[Start of Data for this task]
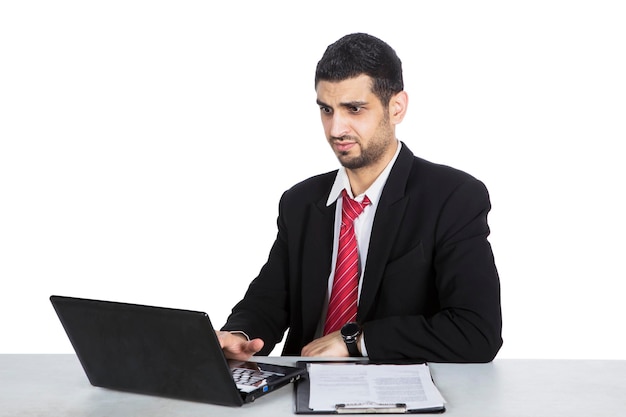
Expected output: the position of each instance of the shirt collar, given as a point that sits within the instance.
(373, 192)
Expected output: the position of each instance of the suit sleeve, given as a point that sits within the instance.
(467, 325)
(264, 310)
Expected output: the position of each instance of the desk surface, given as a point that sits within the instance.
(55, 385)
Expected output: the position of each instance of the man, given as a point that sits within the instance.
(425, 280)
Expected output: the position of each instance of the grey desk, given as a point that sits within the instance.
(54, 385)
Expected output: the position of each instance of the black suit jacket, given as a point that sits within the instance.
(430, 288)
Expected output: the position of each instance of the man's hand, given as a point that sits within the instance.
(237, 346)
(330, 345)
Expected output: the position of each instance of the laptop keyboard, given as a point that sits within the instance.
(250, 379)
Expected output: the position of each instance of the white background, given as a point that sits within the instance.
(136, 135)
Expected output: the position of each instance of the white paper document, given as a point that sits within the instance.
(371, 386)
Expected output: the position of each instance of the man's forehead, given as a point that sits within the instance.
(349, 90)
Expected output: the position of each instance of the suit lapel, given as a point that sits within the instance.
(317, 257)
(387, 221)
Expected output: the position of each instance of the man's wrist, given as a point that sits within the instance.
(239, 332)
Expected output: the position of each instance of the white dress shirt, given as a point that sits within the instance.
(362, 225)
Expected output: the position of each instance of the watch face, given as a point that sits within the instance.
(350, 329)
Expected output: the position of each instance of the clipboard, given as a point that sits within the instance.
(302, 396)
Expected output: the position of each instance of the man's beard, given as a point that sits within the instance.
(373, 153)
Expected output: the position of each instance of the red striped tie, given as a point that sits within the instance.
(343, 299)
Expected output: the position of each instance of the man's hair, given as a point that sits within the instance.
(360, 53)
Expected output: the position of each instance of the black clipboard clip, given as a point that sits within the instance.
(371, 407)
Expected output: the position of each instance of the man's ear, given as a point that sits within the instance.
(397, 107)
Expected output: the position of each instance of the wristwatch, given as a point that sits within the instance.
(350, 333)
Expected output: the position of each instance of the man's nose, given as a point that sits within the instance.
(339, 126)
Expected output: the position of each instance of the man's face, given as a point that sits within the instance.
(355, 122)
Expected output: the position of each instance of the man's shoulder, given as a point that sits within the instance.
(441, 171)
(314, 187)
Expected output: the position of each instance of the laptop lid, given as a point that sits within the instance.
(158, 351)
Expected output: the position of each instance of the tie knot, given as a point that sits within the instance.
(352, 208)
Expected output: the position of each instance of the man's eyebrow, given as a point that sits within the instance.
(355, 103)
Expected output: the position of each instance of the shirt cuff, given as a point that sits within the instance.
(240, 332)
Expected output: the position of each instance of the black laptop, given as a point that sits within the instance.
(162, 351)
[End of Data for this task]
Reproduce all of the material above word for word. Omit the pictures.

Expected output: the position of each instance of the shirt collar, given as a point that sits within the instance.
(373, 192)
Expected output: the position of each instance of the suit sleeve, given as a point that sits within the instance.
(467, 325)
(264, 310)
Expected output: the position of each instance of the desk surface, given as a point that sits within the instance.
(55, 385)
Expected output: the position of each instance of the man, given as a point that sits within the instance.
(425, 280)
Expected output: the position of each instance of the grey desk, given as a point that sits within the instance.
(54, 385)
Expected output: the position of each instance of the black suit jacket, given as a point that sits within the instance.
(430, 288)
Expected output: the position of each instance of the man's hand, given as a point that sits within the instance.
(237, 346)
(330, 345)
Expected output: the position of each instance of the laptop keyboard, given as a point that sits within the instance.
(250, 379)
Expected output: the position of each instance of the white background, given as a point that sits within the instance.
(136, 135)
Expected output: the position of each instance of the white paper document, given as a point that sits within the instance.
(371, 386)
Expected output: the position of each instance of the man's forehead, given as a point that sits within the instance.
(349, 90)
Expected output: the position of each instance of the suit lapel, given as a point that sits within the instance.
(317, 257)
(387, 221)
Expected output: the position of each instance of the man's wrist, given as a point that sits within the instance.
(239, 332)
Expected output: the position of each instance of the white dress shirt, given as a point that sits within the instance.
(362, 225)
Expected output: the position of each instance of the watch face, given as a point that sits within the instance.
(350, 329)
Expected output: the position of each instance of the clipboard, given as a point that sits within the instance.
(302, 396)
Expected output: the position of each instance of the man's beard, given as a point that sits within the instance.
(373, 153)
Expected output: the position of each instance of the red striped tie, given as a point that sits within the instance.
(343, 299)
Expected output: the position of each instance of the man's hair, given as a point that sits within the instance.
(360, 53)
Expected output: the position of each instance of the black clipboard clip, given as a point that sits within the instance.
(371, 407)
Expected output: the position of each instance of the man's ear, given as a point that sits within the instance.
(397, 107)
Expected output: the position of each instance of the wristwatch, given as a point that sits within the instance.
(350, 333)
Expected output: the position of each instance of the man's nose, given as a point that sits within the instance.
(339, 126)
Expected output: the position of each instance of the man's face, given as a point that sits within the instance.
(355, 122)
Expected output: the position of each instance of the man's shoulder, given as a point that sits within the instance.
(441, 171)
(314, 187)
Expected output: the position of each instance of the laptop lid, given as a point that sits within the instance.
(158, 351)
Expected output: the position of each instance of the tie knot, given as a point that sits within the instance.
(352, 208)
Expected output: the position of each instance of the man's eyebrow, given as a point that sits within the instance.
(355, 103)
Expected output: the position of each instance of the shirt cuff, given as a point that sits within the instance.
(240, 332)
Expected output: the position of each instance of the black laptop, given as a point that sits within the instance.
(162, 351)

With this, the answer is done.